§ **Given instruction A**
In the thread about an op-amp's differential input impedance, what makes sure that the V+ and V- nodes have identical voltages?
§ **Given instruction B**
In the op-amp impedance thread, restate the paragraph beginning "Therefore, as V1 terminates via R1" as a short list of points.
§ **Given instruction C**
Pick up the thread on op-amp differential input impedance right after its final sentence and keep writing.

# What is an op-amp's differential input impedance?

I've heard of differential voltages, but the concept of a differential impedance is new to me.

Suppose we are trying to calculate/derive the differential input impedance of the following difference amplifier:

Then what would that mean and how would we go about that?

Pages such as this give information about the impedance seen at the inverting and non inverting inputs to the op-amp but they make no mention of the differential impedance, which leaves me stuck looking for answers. This post is very similar and gives us the answer R1 + R2 (which in our case is really R1 + R3), but there is no explanation of how we arise at that result, and this is where 'im stuck.

Thank you for any help and have a nice day.

The differential input impedance is R1 + R3.

That is because the op-amp actively makes sure via the feedback R2 that both V+ and V- nodes at the op-amp have identical voltages.

Therefore, as V1 terminates via R1 into voltage V-, and as V2 terminates via R3 into voltage V+, and as V+ and V- are identical voltages, there will be V1-V2 over the sum of resistors R1 and R3, and that is the differential impedance.

As an example, let's use the circuit to measure say a 3V battery. One battery terminal, say the positive, is connected to V1, and the other battery terminal, the negative, is connected to V2.

As the battery is a completely floating voltage supply, i.e. it shares no common reference with the supplies of the op-amp or the ground symbol, the measured battery voltage is completely differential.

[Records of labeled points]
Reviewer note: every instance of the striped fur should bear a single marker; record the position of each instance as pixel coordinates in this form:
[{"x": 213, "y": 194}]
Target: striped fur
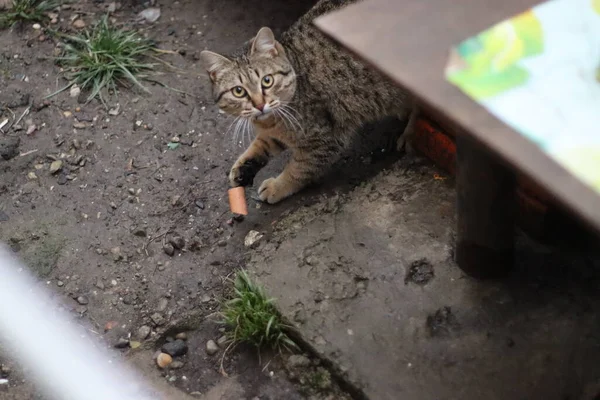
[{"x": 319, "y": 97}]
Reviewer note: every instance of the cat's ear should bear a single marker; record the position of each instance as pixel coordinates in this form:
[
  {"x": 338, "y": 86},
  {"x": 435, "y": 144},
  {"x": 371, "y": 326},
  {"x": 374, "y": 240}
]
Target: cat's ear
[
  {"x": 264, "y": 43},
  {"x": 212, "y": 62}
]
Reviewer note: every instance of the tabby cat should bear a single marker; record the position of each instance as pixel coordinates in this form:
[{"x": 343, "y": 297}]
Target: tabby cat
[{"x": 305, "y": 93}]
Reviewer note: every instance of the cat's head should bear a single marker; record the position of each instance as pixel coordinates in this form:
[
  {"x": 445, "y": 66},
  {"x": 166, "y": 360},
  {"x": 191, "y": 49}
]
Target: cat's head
[{"x": 255, "y": 84}]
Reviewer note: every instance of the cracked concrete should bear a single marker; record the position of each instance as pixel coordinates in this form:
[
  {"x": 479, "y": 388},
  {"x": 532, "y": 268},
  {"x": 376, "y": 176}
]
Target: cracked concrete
[{"x": 342, "y": 270}]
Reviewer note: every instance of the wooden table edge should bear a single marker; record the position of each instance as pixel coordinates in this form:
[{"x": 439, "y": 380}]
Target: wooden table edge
[{"x": 581, "y": 207}]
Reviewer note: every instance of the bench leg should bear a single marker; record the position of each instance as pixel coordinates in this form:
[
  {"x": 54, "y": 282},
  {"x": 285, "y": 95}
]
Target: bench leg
[{"x": 485, "y": 211}]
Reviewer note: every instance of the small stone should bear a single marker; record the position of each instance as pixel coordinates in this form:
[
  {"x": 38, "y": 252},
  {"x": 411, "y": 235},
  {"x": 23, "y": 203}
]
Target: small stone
[
  {"x": 79, "y": 24},
  {"x": 175, "y": 348},
  {"x": 176, "y": 365},
  {"x": 222, "y": 341},
  {"x": 297, "y": 361},
  {"x": 9, "y": 147},
  {"x": 211, "y": 348},
  {"x": 116, "y": 252},
  {"x": 252, "y": 239},
  {"x": 162, "y": 305},
  {"x": 143, "y": 332},
  {"x": 140, "y": 232},
  {"x": 62, "y": 179},
  {"x": 164, "y": 360},
  {"x": 110, "y": 325},
  {"x": 158, "y": 319},
  {"x": 169, "y": 249},
  {"x": 178, "y": 242},
  {"x": 55, "y": 166},
  {"x": 150, "y": 14},
  {"x": 121, "y": 343}
]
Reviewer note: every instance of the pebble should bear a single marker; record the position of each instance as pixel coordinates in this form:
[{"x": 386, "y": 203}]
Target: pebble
[
  {"x": 74, "y": 91},
  {"x": 158, "y": 319},
  {"x": 143, "y": 332},
  {"x": 252, "y": 239},
  {"x": 178, "y": 242},
  {"x": 169, "y": 249},
  {"x": 176, "y": 365},
  {"x": 222, "y": 341},
  {"x": 122, "y": 343},
  {"x": 164, "y": 360},
  {"x": 140, "y": 232},
  {"x": 297, "y": 361},
  {"x": 116, "y": 252},
  {"x": 211, "y": 348},
  {"x": 150, "y": 14},
  {"x": 62, "y": 179},
  {"x": 175, "y": 348},
  {"x": 162, "y": 305},
  {"x": 79, "y": 24},
  {"x": 55, "y": 166}
]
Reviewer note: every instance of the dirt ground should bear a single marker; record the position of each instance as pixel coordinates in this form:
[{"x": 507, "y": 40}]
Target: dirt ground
[
  {"x": 362, "y": 264},
  {"x": 95, "y": 230}
]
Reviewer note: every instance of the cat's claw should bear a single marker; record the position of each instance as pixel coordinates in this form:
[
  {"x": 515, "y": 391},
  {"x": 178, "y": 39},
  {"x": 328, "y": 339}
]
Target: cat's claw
[
  {"x": 271, "y": 191},
  {"x": 404, "y": 145},
  {"x": 243, "y": 173}
]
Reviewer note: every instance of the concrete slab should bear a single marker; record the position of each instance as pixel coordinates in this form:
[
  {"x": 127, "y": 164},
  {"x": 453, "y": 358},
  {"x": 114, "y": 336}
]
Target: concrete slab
[{"x": 354, "y": 274}]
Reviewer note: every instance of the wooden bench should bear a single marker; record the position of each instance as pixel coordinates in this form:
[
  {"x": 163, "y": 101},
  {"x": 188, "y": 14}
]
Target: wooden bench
[{"x": 410, "y": 42}]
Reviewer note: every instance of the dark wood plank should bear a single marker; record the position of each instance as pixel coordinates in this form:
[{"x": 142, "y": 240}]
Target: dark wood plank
[
  {"x": 410, "y": 42},
  {"x": 486, "y": 206}
]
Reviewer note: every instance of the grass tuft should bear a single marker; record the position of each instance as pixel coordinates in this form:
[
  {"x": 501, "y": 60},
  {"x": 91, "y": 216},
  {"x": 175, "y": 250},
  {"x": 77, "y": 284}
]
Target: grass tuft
[
  {"x": 104, "y": 57},
  {"x": 23, "y": 11},
  {"x": 253, "y": 318}
]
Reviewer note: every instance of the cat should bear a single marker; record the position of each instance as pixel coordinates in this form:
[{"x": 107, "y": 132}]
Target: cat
[{"x": 304, "y": 93}]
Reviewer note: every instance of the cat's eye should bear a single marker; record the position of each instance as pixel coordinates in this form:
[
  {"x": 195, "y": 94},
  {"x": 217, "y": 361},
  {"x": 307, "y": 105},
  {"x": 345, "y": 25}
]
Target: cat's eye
[
  {"x": 267, "y": 81},
  {"x": 238, "y": 91}
]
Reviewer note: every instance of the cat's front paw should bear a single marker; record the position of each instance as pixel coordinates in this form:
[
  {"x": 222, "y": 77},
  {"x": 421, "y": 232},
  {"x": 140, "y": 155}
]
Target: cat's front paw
[
  {"x": 272, "y": 191},
  {"x": 243, "y": 172}
]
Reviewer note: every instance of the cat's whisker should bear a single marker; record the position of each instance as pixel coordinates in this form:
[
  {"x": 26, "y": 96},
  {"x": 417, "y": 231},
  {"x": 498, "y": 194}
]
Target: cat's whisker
[
  {"x": 236, "y": 136},
  {"x": 233, "y": 122},
  {"x": 280, "y": 115}
]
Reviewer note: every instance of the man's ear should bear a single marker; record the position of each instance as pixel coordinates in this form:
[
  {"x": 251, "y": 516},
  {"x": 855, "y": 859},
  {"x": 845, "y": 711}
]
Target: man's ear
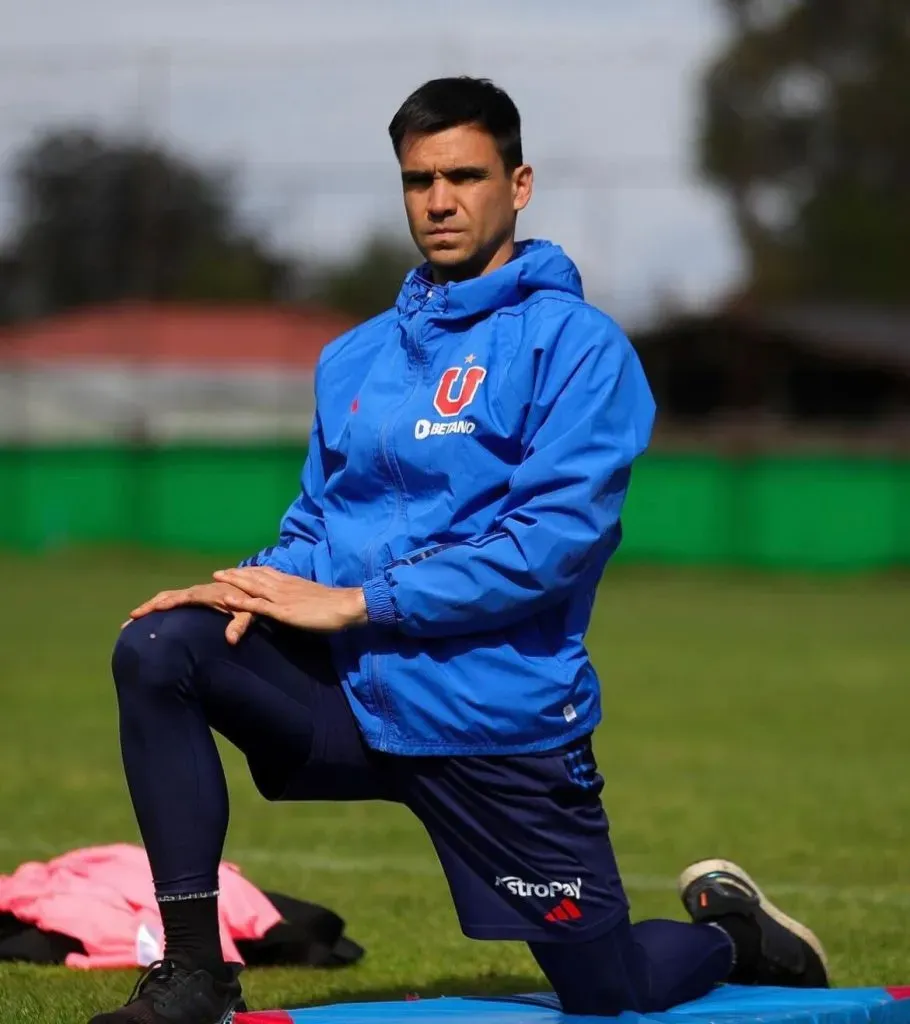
[{"x": 522, "y": 186}]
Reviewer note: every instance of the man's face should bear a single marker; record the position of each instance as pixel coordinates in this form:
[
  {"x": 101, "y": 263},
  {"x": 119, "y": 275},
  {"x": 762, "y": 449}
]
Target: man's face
[{"x": 461, "y": 201}]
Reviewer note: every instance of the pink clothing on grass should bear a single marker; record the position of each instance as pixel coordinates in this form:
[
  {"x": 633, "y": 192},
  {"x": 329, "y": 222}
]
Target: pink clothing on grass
[{"x": 103, "y": 896}]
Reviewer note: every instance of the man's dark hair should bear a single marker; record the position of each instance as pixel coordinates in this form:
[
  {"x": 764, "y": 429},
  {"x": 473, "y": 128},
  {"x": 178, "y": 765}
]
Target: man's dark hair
[{"x": 447, "y": 102}]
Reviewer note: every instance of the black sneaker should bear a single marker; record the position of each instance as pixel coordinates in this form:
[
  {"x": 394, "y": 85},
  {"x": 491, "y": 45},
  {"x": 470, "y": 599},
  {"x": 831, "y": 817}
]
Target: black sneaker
[
  {"x": 171, "y": 993},
  {"x": 784, "y": 952}
]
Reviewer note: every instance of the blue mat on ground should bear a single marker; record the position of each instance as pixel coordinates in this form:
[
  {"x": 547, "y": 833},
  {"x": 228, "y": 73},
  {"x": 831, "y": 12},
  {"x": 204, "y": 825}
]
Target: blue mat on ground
[{"x": 727, "y": 1005}]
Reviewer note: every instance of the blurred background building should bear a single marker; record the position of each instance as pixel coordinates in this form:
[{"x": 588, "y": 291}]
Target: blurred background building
[{"x": 195, "y": 198}]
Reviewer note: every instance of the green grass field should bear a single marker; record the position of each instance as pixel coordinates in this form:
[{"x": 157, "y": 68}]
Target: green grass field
[{"x": 764, "y": 719}]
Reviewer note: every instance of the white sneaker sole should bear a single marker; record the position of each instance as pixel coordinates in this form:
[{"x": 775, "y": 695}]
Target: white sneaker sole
[{"x": 694, "y": 871}]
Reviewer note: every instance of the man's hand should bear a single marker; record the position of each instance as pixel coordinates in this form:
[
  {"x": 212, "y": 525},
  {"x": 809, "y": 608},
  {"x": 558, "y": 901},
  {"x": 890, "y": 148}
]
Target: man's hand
[
  {"x": 210, "y": 595},
  {"x": 264, "y": 591}
]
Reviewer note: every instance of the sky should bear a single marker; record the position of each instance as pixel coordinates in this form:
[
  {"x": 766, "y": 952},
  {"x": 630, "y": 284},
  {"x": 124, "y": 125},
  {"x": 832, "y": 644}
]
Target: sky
[{"x": 295, "y": 96}]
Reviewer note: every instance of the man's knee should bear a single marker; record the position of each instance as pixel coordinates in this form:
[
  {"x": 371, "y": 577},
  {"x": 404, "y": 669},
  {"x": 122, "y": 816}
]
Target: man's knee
[{"x": 162, "y": 649}]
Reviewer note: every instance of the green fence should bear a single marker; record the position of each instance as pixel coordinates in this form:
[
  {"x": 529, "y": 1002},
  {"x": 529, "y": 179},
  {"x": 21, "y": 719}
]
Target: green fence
[{"x": 778, "y": 512}]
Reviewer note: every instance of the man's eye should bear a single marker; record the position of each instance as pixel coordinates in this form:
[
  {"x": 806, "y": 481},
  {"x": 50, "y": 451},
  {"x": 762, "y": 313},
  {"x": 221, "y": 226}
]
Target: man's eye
[{"x": 460, "y": 177}]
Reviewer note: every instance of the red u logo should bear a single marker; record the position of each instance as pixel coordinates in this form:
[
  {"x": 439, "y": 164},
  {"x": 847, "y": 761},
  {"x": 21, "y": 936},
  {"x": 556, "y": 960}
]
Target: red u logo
[{"x": 450, "y": 404}]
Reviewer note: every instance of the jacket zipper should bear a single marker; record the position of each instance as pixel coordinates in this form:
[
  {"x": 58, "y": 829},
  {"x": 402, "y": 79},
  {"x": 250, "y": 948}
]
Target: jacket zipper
[{"x": 375, "y": 676}]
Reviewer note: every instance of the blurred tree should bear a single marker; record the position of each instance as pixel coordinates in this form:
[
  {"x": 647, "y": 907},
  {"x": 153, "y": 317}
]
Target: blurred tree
[
  {"x": 102, "y": 220},
  {"x": 807, "y": 127},
  {"x": 369, "y": 282}
]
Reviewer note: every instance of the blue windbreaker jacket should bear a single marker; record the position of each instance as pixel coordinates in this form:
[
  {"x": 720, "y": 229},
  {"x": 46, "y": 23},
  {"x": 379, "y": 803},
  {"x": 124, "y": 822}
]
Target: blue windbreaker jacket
[{"x": 468, "y": 465}]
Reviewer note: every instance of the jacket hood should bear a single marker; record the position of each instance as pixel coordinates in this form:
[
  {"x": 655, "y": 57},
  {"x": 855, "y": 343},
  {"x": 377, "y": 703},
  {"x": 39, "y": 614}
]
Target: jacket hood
[{"x": 536, "y": 265}]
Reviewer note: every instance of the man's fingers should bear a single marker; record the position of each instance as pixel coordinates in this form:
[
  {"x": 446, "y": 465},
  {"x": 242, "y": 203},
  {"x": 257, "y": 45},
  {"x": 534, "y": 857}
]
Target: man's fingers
[
  {"x": 239, "y": 626},
  {"x": 252, "y": 581}
]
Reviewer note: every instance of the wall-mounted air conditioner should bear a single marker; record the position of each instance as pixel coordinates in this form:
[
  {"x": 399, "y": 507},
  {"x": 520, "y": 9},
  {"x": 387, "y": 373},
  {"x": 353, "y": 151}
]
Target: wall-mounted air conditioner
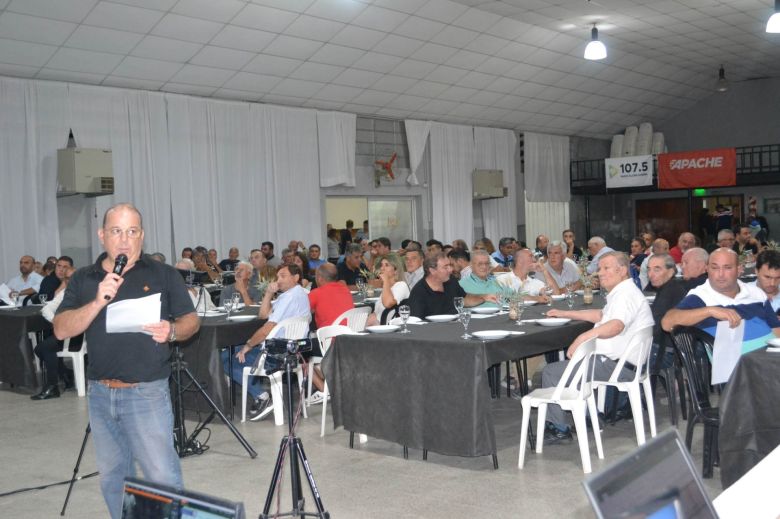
[
  {"x": 84, "y": 171},
  {"x": 488, "y": 183}
]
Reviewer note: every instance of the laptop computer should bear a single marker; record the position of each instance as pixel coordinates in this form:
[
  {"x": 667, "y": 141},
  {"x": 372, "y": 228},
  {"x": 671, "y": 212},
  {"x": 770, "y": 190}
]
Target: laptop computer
[
  {"x": 658, "y": 480},
  {"x": 143, "y": 500}
]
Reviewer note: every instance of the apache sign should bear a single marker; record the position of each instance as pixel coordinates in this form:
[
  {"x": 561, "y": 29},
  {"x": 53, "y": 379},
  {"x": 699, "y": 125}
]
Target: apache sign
[{"x": 692, "y": 169}]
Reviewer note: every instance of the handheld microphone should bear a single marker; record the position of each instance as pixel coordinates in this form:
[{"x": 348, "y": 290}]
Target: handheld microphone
[{"x": 119, "y": 266}]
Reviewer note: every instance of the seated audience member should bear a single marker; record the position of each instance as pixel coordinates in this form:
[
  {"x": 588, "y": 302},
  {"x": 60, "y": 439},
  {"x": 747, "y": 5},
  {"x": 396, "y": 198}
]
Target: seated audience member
[
  {"x": 351, "y": 268},
  {"x": 53, "y": 281},
  {"x": 519, "y": 278},
  {"x": 597, "y": 247},
  {"x": 28, "y": 282},
  {"x": 460, "y": 244},
  {"x": 625, "y": 313},
  {"x": 201, "y": 264},
  {"x": 723, "y": 297},
  {"x": 436, "y": 292},
  {"x": 394, "y": 287},
  {"x": 768, "y": 276},
  {"x": 503, "y": 256},
  {"x": 229, "y": 263},
  {"x": 413, "y": 262},
  {"x": 267, "y": 249},
  {"x": 212, "y": 261},
  {"x": 333, "y": 246},
  {"x": 541, "y": 245},
  {"x": 660, "y": 246},
  {"x": 480, "y": 281},
  {"x": 314, "y": 257},
  {"x": 293, "y": 301},
  {"x": 685, "y": 242},
  {"x": 460, "y": 261},
  {"x": 694, "y": 267},
  {"x": 201, "y": 300},
  {"x": 572, "y": 251},
  {"x": 745, "y": 241},
  {"x": 637, "y": 255},
  {"x": 661, "y": 270},
  {"x": 330, "y": 299},
  {"x": 47, "y": 349},
  {"x": 559, "y": 271}
]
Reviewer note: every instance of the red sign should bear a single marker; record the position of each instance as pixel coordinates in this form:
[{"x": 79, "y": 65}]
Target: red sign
[{"x": 692, "y": 169}]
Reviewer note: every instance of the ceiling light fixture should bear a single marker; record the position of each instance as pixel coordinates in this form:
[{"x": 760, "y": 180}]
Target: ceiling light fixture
[
  {"x": 596, "y": 50},
  {"x": 773, "y": 24},
  {"x": 722, "y": 85}
]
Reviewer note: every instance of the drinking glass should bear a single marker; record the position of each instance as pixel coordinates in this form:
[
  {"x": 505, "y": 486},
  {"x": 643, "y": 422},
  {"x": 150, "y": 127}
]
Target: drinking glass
[
  {"x": 465, "y": 317},
  {"x": 459, "y": 304},
  {"x": 404, "y": 311},
  {"x": 228, "y": 307}
]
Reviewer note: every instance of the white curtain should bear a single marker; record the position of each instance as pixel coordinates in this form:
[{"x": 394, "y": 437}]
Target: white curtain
[
  {"x": 452, "y": 163},
  {"x": 336, "y": 137},
  {"x": 546, "y": 168},
  {"x": 495, "y": 149}
]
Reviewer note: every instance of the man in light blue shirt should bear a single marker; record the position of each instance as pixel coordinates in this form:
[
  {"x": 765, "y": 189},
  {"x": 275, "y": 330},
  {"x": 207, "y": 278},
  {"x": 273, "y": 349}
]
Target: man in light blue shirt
[{"x": 480, "y": 281}]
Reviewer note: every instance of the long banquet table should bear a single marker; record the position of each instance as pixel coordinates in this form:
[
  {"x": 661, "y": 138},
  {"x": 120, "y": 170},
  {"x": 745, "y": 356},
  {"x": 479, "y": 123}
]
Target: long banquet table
[
  {"x": 17, "y": 360},
  {"x": 429, "y": 389}
]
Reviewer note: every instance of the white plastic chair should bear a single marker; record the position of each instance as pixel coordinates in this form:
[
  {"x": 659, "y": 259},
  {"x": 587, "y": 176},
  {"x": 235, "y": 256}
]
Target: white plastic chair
[
  {"x": 571, "y": 398},
  {"x": 77, "y": 357},
  {"x": 294, "y": 328},
  {"x": 638, "y": 353},
  {"x": 325, "y": 336},
  {"x": 356, "y": 318}
]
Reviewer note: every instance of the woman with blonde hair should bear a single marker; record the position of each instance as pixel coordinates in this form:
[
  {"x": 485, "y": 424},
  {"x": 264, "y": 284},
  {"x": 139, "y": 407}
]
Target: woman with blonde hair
[{"x": 394, "y": 287}]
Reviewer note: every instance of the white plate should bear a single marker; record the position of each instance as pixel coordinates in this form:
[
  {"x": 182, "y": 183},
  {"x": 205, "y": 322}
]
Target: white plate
[
  {"x": 484, "y": 310},
  {"x": 553, "y": 321},
  {"x": 240, "y": 318},
  {"x": 383, "y": 328},
  {"x": 491, "y": 334},
  {"x": 441, "y": 318}
]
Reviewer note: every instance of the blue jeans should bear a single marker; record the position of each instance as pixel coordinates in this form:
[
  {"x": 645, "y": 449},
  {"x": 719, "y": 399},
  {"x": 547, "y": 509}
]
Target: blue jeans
[
  {"x": 129, "y": 425},
  {"x": 255, "y": 387}
]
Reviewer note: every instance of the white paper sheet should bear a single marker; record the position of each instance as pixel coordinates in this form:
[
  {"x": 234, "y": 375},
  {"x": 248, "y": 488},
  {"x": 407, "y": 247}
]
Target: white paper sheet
[
  {"x": 130, "y": 315},
  {"x": 5, "y": 295},
  {"x": 726, "y": 350}
]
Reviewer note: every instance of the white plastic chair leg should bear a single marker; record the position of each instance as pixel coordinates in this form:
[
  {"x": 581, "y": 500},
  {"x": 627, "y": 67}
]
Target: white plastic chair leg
[
  {"x": 540, "y": 418},
  {"x": 524, "y": 431},
  {"x": 578, "y": 413},
  {"x": 594, "y": 422},
  {"x": 244, "y": 382},
  {"x": 650, "y": 405},
  {"x": 635, "y": 399}
]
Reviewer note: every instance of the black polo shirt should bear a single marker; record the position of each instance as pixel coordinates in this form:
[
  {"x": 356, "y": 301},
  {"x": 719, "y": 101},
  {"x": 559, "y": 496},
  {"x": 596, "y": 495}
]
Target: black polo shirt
[
  {"x": 130, "y": 357},
  {"x": 423, "y": 300},
  {"x": 347, "y": 275}
]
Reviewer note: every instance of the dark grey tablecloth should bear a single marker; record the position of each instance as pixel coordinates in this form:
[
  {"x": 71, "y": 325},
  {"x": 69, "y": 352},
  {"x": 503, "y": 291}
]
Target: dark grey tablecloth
[
  {"x": 429, "y": 389},
  {"x": 17, "y": 360},
  {"x": 201, "y": 353},
  {"x": 749, "y": 415}
]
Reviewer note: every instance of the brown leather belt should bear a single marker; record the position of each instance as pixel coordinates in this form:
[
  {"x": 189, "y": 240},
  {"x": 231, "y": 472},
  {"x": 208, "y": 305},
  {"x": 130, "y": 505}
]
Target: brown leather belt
[{"x": 113, "y": 383}]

§ **Task answer A**
The op-amp does this actively through the feedback resistor R2.

§ **Task answer B**
- V1 terminates via R1 into voltage V-.
- V2 terminates via R3 into voltage V+.
- V+ and V- are identical voltages.
- So V1-V2 appears across the sum of R1 and R3, and that sum is the differential impedance.

§ **Task answer C**
So, V1-V2 is the battery voltage, 3V. Again, op-amp keeps V+ and V- equal, no matter what V+ and V- are. So there is definitely a 3V drop over resistors R1 + R3 only. Thus, what voltage there is at V+ is, and thus what is the current through R4, has no role in the differential impedance at all.

• Ok that's making more sense. My question now is that why isnt the resistor R4 coming into play at all? It divides the voltage supplied by V2 so it would indicate the presence of R4 has some impact on the voltage seen at V+, so why isnt it part of the differential input impedance? Commented Apr 6, 2021 at 19:05
• Good question. I will edit it into my answer. Commented Apr 6, 2021 at 19:07
• Thank you for the update, makes sense now. Commented Apr 6, 2021 at 19:33
• My understanding of "input impedance" is how much impedance the voltage source expects to experience from going into and eventually exiting the circuit, and it is calculated by looking at the load and calculating the resistance across the open terminals that send the input in and vomit the ground out. Is my understanding of this incorrect? Because I'm not sure how my understanding of input impedance relates to this answer. Commented Dec 14, 2023 at 16:06
• @HFOrangefish I am not able to understand your explanation. Differential input impedance is simply the ratio of input voltage divided by input current, if you for example stick a 9V battery there. Commented Dec 14, 2023 at 17:34

For common mode impedance balance reasons R1 and R3 should be the same value (call it R): -

And, given that both inputs are resistively terminated at the same voltage (Vx), due to op-amp action and negative feedback, the differential impedance is 2R.

But, if you ignored the CM impedance balance requirement the input impedance is R1 + R3.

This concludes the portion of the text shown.